>>>

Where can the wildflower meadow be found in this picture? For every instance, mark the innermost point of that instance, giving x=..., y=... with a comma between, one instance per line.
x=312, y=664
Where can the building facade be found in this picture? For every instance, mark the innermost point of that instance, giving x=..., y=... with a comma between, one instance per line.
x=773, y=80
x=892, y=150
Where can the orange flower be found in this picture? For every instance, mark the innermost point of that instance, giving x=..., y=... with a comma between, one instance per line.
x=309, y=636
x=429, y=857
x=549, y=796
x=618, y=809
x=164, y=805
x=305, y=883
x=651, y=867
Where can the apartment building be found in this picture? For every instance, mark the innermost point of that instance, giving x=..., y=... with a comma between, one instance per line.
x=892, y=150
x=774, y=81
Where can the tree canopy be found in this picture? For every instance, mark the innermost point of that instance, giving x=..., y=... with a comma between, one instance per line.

<<<

Retype all of the entries above word for word.

Where can the wildflower meadow be found in this picture? For every instance, mark the innermost point of that instance, giving x=..., y=... with a comma between, one instance per line.
x=312, y=664
Where can the building facade be found in this picture? For every instance, mark the innermost point of that instance, giving x=..., y=... with a comma between, one instance per line.
x=773, y=80
x=892, y=150
Where can the orange flower be found in this picture? For every instance, mark the innermost point of that instance, giving x=..., y=... with a comma between, one instance per line.
x=309, y=636
x=429, y=857
x=549, y=796
x=618, y=809
x=164, y=805
x=305, y=883
x=651, y=867
Where can the apartment building be found in this picture? For every instance, mark the innermost point of that instance, giving x=..., y=... with a comma between, one instance per line.
x=892, y=150
x=774, y=81
Where can the tree canopy be found in this picture? For every instance, mark the innermost point of that instance, giving x=..., y=... with a comma between, one instance per line.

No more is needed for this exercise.